DOCUMENT SECTION:
-- Opening Marker --

ISTANBUL — As health officials reported Turkey's third death linked to the coronavirus Thursday, analysts said the government will need to pursue significant fiscal interventions to stave off long-term economic impacts resulting from the global pandemic.
Turkish President Recep Tayyip Erdogan announced a $15.4 billion economic stimulus package Wednesday, introducing a mix of tax cuts, payment deferrals and increased pension payouts to help citizens and businesses weather the COVID-19 crisis.
Yet economic analysts fear the measures don’t go far enough, saying the gravity of the pandemic require further short-term actions from the Turkish state which, like other emerging markets, faces steep challenges in the months to come.
“The package seems prepared with the assumption that the shock will be limited, and that macroeconomic activity will recover after a short period,” Wolf Piccoli, co-president and political risk analyst at Teneo Intelligence, told Al-Monitor. “This is a rather questionable approach, given the profound uncertainty ahead.”
Piccoli said Turkey’s $750 billion economy would require a more robust stimulus but noted the Turkish Treasury may struggle to find sufficient resources after the government pursued several years of heavy spending to prop up Turkish markets following a 2018 currency crisis.
“The bottom line is that Turkey is facing this unprecedented crisis without significant monetary and fiscal space given the government’s poor handling of the economy for a sustained period,” Piccoli told Al-Monitor.
As of Thursday, Turkish health officials reported 191 confirmed COVID-19 cases within the country. On the same day, Turkish Health Minister Fahrettin Koca told lawmakers in Ankara that 10,000 tests had been conducted domestically and that medical personnel would seek to carry out 10,000 to 15,000 tests per day in the near future.
During his speech on Wednesday, Erdogan advised citizens to stay home if possible and to practice social distancing to curb the spread of the virus. In response, many shops, clothing retailers and malls shuttered across Turkey Thursday and the nation’s United Brands Association reported sales of “stores on high streets” and in shopping malls dropped 70% over the past week.
As central banks around the globe act to shore up financial markets in response to the pandemic, the crisis may be acutely felt in Turkey, where the unemployment rate hovered near 14% throughout 2019, with youth unemployment at about 25% in December. On Thursday, the Turkish lira approached August 2018 lows, reaching 6.54 against the dollar.
The nation’s consumer price inflation also rose to 12.37% year-on-year in February. Though the Turkish Central Bank moved to cut a key interest rate by 100 basis points Tuesday, inflation will likely continue to pose significant challenges for state officials, according to Selva Demiralp, a professor of economics at Koc University and director of the Koc University-TUSIAD Economic Research Forum (TUSIAD is the Turkish Industry and Business Association).
“It is true that our policy rate is nowhere close to the zero lower bound,” Demiralp told Al-Monitor. “Yet, the policy rate is below the inflation rate, which corresponds to a negative real rate.” She added, “This is a risk because it triggers dollarization and further limits capital inflows at a time of low risk appetite. Turkey cannot afford another exchange rate shock in the middle of a global economic slowdown.”

-- Closing Marker --

RAW DATA:
-- Opening Marker --

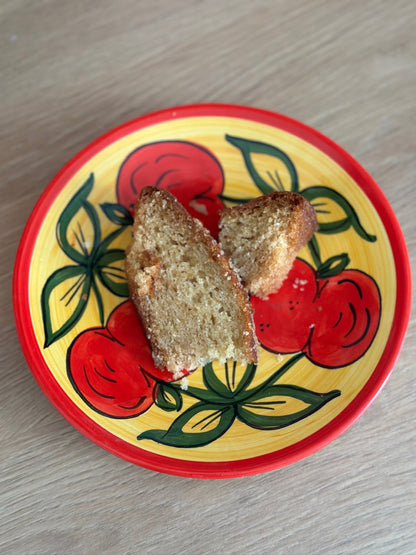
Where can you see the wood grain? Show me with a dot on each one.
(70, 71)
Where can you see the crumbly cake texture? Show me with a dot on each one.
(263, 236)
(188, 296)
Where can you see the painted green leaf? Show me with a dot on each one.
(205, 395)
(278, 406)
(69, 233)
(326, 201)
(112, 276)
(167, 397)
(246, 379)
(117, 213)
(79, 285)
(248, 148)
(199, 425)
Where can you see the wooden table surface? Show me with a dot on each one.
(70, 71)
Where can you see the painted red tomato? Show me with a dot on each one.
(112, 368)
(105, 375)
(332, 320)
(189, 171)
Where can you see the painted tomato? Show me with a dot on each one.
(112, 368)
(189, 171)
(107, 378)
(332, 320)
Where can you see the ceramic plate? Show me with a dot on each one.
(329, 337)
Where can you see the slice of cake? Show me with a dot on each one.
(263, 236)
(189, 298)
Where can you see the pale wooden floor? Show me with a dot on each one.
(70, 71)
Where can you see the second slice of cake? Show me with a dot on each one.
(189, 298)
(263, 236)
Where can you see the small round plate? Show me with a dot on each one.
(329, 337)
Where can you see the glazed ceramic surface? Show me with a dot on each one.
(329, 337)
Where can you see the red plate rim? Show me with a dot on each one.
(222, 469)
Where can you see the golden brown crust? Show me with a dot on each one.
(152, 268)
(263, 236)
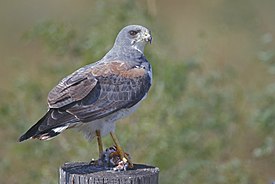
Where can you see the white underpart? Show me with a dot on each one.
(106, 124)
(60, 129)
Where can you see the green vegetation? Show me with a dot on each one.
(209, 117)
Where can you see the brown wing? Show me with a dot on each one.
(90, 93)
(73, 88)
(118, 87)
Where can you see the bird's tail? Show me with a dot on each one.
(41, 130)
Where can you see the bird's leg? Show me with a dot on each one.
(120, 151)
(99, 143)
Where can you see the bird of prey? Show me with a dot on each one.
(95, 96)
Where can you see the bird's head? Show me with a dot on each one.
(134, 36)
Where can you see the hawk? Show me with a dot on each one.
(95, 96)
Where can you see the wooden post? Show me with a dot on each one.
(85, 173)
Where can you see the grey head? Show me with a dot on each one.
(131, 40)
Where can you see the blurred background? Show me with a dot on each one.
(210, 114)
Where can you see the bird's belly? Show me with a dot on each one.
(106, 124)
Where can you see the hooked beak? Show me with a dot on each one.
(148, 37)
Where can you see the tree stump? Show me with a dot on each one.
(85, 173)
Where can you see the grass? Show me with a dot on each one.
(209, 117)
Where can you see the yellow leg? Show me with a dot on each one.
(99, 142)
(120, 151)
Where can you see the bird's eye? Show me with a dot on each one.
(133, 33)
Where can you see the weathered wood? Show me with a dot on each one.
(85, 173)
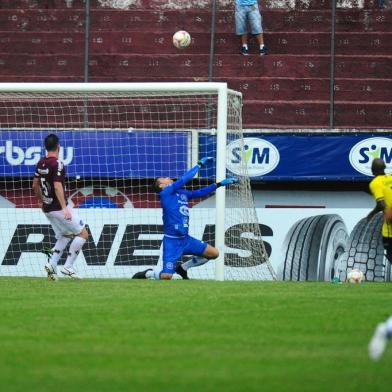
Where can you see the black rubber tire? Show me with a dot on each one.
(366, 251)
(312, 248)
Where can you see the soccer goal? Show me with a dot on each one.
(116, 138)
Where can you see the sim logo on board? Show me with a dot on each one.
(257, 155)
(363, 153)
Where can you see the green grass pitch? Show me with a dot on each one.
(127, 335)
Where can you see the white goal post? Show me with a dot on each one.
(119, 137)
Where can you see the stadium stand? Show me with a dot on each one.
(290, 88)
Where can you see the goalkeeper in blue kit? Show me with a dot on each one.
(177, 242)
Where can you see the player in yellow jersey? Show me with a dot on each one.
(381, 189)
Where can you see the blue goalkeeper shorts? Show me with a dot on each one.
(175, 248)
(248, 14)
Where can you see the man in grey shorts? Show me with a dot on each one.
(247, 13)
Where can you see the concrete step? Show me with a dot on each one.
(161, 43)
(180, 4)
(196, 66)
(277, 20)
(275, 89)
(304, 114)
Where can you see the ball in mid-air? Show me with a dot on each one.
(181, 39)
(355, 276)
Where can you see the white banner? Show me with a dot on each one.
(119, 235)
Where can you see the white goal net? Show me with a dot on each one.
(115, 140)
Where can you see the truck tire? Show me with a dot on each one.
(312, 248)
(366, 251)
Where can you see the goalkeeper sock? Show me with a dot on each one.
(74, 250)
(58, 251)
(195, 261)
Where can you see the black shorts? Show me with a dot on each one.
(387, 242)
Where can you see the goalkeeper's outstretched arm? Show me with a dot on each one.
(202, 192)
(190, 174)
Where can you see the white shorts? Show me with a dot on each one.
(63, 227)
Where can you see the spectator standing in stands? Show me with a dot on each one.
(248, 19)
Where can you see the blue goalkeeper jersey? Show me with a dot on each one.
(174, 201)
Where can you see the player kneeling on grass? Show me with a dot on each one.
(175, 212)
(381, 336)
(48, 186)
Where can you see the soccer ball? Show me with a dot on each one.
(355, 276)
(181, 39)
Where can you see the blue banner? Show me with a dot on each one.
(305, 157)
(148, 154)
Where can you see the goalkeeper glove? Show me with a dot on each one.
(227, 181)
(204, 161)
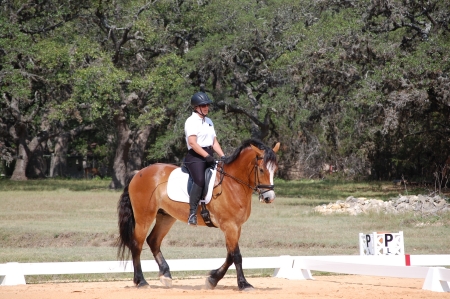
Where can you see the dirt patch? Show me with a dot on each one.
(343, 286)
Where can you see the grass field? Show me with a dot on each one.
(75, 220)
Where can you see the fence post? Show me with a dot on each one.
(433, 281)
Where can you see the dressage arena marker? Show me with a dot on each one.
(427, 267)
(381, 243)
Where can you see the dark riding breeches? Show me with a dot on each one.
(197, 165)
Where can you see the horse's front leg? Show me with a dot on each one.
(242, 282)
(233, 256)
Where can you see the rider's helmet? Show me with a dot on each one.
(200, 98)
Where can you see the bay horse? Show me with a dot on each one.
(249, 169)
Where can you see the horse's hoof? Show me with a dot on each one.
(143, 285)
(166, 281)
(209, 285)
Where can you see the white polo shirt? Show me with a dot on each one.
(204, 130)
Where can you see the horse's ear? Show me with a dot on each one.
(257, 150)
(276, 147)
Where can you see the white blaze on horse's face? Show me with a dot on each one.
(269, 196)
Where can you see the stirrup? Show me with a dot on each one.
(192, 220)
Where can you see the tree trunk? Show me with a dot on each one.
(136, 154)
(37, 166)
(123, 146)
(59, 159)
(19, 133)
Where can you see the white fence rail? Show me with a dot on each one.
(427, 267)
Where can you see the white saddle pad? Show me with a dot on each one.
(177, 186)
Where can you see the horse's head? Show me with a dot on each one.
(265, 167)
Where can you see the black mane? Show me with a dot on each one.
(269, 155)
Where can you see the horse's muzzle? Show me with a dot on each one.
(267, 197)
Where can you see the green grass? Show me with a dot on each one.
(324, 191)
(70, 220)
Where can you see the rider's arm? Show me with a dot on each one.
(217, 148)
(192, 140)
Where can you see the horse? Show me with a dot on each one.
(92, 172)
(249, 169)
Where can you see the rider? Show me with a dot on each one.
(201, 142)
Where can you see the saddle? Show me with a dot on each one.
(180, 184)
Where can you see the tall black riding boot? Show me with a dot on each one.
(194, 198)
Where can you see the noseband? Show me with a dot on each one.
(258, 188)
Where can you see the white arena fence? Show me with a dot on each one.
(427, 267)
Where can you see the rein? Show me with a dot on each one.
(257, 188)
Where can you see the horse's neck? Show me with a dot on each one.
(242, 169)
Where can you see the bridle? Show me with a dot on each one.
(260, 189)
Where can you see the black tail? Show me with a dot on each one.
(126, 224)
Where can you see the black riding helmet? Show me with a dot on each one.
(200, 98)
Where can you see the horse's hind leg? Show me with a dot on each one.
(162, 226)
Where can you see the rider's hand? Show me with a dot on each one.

-- Closing Marker --

QUESTIONS:
**1)** In the article on Turkey's coronavirus stimulus, why does Selva Demiralp regard the policy rate as a risk? Answer in one to three sentences.
**2)** Answer the following from the article on Turkey's coronavirus stimulus:
(a) What was the value of the stimulus package Erdogan announced?
(b) How many confirmed COVID-19 cases did Turkish health officials report as of Thursday?
(c) What was Turkey's year-on-year consumer price inflation in February?
**3)** Quote everything in the article on Turkey's coronavirus stimulus from "During his speech" down to "against the dollar.".

EXPECTED RESPONSES:
**1)** The policy rate is below the inflation rate, which means a negative real rate. Demiralp says this triggers dollarization and further limits capital inflows at a time of low risk appetite. Turkey cannot afford another exchange rate shock during a global economic slowdown.

**2)**
(a) $15.4 billion
(b) 191
(c) 12.37%

**3)**
During his speech on Wednesday, Erdogan advised citizens to stay home if possible and to practice social distancing to curb the spread of the virus. In response, many shops, clothing retailers and malls shuttered across Turkey Thursday and the nation’s United Brands Association reported sales of “stores on high streets” and in shopping malls dropped 70% over the past week.
As central banks around the globe act to shore up financial markets in response to the pandemic, the crisis may be acutely felt in Turkey, where the unemployment rate hovered near 14% throughout 2019, with youth unemployment at about 25% in December. On Thursday, the Turkish lira approached August 2018 lows, reaching 6.54 against the dollar.